What to do:
1. Copy everything from "Spleen patterns tend" down to "classified by temperature." in the text on Traditional Chinese Medicine digestion, with no changes.
2. In the text on Traditional Chinese Medicine digestion, which organ turns food into usable Qi?
3. Extend the text on Traditional Chinese Medicine digestion, starting after its final sentence.

*** Reading passage ***

Traditional Chinese Medicine divides digestion between two organs with distinctly different jobs: the Stomach, responsible for receiving food and beginning to break it down, and the Spleen, responsible for transforming that food into usable Qi and transporting nutrients throughout the body. Together, they're often referred to as the Middle Burner — the central of the body's three traditional "burners" or processing zones.
Two organs, two failure modes
Stomach patterns tend to show up as problems with receiving and processing food directly: nausea, acid reflux, a burning sensation, appetite that swings between ravenous and absent, or pain that's tied closely to mealtimes.
Spleen patterns tend to show up downstream of that: bloating that builds through the day, loose stools, fatigue specifically after eating (rather than before), and a general sense that food isn't being converted into energy efficiently — eating, but still feeling depleted.
In practice, the two overlap constantly, since a struggling Stomach quickly becomes a struggling Spleen's problem too.
Cold, Heat, and Dampness in the Middle Burner
Beyond which organ is more affected, TCM theory layers on the character of the disturbance:
Cold in the Middle Burner shows up as digestive discomfort that improves with warm food and worsens with cold or raw food, often with loose stools and a general sluggishness. This pattern responds, in traditional theory, to warming approaches — see our Food Therapy Finder for foods classified by temperature.
Heat in the Middle Burner shows up as the opposite: burning discomfort, strong thirst, a tendency toward constipation rather than loose stools, and a craving for cold foods and drinks.

*** End of Reading passage ***
*** Information ***

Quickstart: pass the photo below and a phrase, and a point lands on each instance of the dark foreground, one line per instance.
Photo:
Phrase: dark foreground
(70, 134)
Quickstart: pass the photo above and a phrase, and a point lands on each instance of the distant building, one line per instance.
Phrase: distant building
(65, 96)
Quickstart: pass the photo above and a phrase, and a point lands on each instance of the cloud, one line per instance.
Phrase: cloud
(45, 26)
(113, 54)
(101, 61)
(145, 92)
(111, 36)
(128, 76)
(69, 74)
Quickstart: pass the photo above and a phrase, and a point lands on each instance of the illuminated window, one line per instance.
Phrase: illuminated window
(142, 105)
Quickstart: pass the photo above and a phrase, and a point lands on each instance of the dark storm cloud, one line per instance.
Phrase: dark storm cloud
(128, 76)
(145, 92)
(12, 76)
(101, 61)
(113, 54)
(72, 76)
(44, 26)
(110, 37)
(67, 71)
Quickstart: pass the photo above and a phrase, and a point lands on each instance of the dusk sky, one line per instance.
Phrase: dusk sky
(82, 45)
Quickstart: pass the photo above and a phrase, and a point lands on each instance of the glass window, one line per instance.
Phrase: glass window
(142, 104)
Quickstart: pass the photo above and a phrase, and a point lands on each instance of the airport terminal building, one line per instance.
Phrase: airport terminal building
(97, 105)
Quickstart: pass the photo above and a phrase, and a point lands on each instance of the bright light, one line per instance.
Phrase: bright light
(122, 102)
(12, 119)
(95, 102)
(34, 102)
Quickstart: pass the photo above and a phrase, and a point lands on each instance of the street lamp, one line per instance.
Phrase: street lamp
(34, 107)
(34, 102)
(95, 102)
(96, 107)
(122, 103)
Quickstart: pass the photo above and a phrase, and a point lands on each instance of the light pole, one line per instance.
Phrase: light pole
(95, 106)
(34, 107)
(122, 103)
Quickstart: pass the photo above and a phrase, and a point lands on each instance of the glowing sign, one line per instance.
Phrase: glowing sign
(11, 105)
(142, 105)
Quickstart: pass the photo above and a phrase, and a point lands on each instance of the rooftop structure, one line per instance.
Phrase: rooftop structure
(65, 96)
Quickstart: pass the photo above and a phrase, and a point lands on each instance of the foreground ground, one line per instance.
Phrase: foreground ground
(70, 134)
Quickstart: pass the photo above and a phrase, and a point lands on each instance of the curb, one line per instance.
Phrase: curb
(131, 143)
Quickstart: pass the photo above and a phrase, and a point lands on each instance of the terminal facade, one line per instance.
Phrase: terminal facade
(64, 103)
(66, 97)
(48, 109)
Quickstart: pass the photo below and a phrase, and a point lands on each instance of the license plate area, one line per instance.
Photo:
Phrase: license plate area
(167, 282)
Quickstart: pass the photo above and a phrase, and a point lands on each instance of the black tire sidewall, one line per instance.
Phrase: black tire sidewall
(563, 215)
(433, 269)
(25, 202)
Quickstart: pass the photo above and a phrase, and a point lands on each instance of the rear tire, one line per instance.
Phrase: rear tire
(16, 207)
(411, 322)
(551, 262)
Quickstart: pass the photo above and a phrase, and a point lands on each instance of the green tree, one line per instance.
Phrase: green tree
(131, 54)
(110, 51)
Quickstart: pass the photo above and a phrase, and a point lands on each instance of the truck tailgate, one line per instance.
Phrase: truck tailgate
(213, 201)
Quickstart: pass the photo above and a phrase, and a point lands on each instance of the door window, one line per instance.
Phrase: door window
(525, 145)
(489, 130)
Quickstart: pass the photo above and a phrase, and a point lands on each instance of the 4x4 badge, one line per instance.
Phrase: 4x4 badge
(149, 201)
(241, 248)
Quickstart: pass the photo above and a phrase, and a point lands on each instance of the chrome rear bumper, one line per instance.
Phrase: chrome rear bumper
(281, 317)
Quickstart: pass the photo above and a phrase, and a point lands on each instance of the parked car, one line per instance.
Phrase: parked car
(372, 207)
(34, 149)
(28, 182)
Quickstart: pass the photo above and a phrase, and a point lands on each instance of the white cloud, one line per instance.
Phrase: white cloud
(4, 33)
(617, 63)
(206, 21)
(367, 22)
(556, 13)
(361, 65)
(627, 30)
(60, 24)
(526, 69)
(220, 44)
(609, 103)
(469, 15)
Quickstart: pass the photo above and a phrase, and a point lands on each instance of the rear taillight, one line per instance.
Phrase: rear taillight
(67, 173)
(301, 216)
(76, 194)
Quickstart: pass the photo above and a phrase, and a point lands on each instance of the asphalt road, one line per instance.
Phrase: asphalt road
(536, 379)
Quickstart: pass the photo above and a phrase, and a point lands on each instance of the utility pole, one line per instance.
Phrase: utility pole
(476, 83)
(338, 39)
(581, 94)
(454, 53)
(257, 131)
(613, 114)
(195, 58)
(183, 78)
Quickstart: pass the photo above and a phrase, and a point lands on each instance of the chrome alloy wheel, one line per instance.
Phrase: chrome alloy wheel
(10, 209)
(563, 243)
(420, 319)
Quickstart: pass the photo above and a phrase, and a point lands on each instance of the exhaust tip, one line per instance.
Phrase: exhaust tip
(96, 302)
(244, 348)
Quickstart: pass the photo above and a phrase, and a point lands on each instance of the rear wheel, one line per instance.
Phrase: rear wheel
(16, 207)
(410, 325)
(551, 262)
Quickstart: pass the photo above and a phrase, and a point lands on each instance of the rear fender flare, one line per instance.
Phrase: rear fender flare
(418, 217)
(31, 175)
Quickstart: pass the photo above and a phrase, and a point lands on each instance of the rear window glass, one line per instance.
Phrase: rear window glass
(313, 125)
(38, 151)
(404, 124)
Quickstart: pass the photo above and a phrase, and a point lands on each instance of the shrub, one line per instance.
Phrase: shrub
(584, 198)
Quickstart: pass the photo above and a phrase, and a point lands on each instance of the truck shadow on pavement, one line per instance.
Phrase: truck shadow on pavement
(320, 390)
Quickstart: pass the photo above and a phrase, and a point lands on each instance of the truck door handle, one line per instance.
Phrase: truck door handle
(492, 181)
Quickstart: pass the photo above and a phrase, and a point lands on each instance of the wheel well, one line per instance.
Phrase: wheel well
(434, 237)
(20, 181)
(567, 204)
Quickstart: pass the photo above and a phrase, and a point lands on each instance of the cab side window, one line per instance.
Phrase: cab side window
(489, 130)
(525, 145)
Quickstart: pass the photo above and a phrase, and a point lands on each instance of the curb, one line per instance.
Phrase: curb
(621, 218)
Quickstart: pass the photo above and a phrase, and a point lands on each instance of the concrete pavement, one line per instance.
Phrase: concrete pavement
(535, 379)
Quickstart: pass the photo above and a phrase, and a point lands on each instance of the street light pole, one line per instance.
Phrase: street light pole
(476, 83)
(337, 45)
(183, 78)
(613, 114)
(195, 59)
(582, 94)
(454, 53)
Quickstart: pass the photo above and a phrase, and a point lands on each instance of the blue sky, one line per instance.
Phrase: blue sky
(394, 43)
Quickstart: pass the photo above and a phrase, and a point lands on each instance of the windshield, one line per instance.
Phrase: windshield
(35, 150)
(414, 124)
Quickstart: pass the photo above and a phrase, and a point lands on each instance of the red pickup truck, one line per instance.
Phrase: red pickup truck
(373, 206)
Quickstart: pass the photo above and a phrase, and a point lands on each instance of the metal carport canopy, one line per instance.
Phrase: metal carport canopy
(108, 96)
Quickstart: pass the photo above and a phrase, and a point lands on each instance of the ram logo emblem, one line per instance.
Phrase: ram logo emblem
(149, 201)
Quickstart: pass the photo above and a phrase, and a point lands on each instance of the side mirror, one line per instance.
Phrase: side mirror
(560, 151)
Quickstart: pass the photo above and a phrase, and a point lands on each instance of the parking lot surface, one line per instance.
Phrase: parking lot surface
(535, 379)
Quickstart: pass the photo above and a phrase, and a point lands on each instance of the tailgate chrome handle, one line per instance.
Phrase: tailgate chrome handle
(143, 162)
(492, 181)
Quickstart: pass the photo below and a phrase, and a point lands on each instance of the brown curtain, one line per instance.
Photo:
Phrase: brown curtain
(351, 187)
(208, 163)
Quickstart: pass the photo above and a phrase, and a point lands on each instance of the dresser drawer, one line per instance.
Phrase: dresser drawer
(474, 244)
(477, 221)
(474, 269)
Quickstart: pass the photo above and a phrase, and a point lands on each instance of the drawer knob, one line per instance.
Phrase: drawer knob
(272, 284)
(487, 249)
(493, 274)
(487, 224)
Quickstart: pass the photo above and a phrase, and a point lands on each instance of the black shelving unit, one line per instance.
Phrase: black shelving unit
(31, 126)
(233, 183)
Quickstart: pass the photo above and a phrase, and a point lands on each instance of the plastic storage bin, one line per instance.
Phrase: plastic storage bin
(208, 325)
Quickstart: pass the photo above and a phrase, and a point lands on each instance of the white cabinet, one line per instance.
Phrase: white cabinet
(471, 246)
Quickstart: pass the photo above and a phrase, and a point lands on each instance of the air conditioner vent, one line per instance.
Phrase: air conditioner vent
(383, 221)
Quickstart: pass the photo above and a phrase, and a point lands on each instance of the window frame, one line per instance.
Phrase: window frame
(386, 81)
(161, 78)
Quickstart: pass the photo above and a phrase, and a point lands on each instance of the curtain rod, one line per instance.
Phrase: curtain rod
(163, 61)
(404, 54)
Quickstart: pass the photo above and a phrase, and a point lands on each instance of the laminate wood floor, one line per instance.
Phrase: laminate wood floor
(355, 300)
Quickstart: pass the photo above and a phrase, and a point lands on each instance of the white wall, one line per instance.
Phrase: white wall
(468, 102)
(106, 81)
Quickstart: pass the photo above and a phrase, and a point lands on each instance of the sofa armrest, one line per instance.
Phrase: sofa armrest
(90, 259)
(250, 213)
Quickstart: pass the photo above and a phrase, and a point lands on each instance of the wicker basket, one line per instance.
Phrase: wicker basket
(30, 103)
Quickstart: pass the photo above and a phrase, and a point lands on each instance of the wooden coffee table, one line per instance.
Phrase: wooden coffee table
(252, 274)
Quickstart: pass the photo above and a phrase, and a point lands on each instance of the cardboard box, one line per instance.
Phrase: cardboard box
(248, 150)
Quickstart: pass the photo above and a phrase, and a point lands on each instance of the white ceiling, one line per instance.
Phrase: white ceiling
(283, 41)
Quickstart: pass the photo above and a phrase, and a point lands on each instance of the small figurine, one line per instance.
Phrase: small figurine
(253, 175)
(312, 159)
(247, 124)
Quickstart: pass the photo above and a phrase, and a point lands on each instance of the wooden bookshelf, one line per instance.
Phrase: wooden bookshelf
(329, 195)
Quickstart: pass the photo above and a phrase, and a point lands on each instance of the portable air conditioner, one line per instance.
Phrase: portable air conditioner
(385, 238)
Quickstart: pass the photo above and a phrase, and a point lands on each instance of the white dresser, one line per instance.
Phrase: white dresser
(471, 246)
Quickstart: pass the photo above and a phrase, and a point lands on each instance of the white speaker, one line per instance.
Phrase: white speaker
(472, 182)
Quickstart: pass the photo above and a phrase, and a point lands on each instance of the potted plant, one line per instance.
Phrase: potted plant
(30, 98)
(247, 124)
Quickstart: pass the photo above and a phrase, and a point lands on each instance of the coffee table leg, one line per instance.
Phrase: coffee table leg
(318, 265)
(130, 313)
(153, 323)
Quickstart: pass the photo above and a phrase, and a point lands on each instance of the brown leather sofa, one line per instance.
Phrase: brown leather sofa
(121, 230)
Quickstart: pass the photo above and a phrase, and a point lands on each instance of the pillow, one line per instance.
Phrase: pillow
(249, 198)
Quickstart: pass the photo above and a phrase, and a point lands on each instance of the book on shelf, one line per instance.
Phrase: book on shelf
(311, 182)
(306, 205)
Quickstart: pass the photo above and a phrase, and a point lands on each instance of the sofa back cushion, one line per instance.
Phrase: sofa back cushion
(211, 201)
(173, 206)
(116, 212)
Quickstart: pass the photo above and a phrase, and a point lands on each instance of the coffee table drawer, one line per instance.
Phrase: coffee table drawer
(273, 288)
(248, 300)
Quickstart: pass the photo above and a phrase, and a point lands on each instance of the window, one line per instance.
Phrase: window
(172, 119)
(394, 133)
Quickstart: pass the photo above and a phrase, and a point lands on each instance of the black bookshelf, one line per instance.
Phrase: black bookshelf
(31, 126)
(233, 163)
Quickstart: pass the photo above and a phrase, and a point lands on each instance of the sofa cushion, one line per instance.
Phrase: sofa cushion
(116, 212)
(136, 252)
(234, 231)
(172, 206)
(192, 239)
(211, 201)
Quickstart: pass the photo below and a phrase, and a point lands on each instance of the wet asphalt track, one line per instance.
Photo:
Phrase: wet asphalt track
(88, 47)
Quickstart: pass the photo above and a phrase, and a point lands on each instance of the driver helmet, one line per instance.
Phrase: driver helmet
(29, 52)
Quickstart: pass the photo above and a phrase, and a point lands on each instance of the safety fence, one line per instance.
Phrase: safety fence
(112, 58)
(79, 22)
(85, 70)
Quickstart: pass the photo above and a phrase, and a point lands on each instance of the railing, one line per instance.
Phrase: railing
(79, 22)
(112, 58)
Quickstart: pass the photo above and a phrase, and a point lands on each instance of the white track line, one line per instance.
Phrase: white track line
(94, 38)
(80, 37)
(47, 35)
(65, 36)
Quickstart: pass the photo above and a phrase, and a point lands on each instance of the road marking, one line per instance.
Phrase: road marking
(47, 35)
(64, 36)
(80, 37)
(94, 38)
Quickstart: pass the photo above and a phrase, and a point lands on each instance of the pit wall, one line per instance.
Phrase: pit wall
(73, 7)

*** End of Information ***

Task responses:
1.
Spleen patterns tend to show up downstream of that: bloating that builds through the day, loose stools, fatigue specifically after eating (rather than before), and a general sense that food isn't being converted into energy efficiently — eating, but still feeling depleted.
In practice, the two overlap constantly, since a struggling Stomach quickly becomes a struggling Spleen's problem too.
Cold, Heat, and Dampness in the Middle Burner
Beyond which organ is more affected, TCM theory layers on the character of the disturbance:
Cold in the Middle Burner shows up as digestive discomfort that improves with warm food and worsens with cold or raw food, often with loose stools and a general sluggishness. This pattern responds, in traditional theory, to warming approaches — see our Food Therapy Finder for foods classified by temperature.

2. The Spleen.

3.
Dampness in the Middle Burner shows up as heaviness, bloating, a sticky coating on the tongue, and a sense that digestion is simply slow — food sits rather than moves.
Why "Spleen Qi deficiency" comes up so often
If you've taken the Constitution Quiz on this site, you'll recognize Spleen-related language in the Qi Deficiency and Phlegm-Dampness results. This isn't a coincidence — the Spleen is considered central to how efficiently the whole body generates and distributes Qi, which is part of why so many seemingly unrelated complaints (fatigue, brain fog, a tendency to bruise, swelling) eventually trace back to Spleen function in TCM assessment.
Commonly referenced points and herbs
ST36 (Zusanli) and CV12 (Zhongwan) are two of the most frequently used points for digestive complaints generally. On the herbal side, White Atractylodes, Poria, and Aged Tangerine Peel appear constantly across Spleen- and Stomach-supportive formulas — the same trio, not coincidentally, that shows up in foundational Qi-tonifying formulas discussed in our Classical Herbal Formulas article.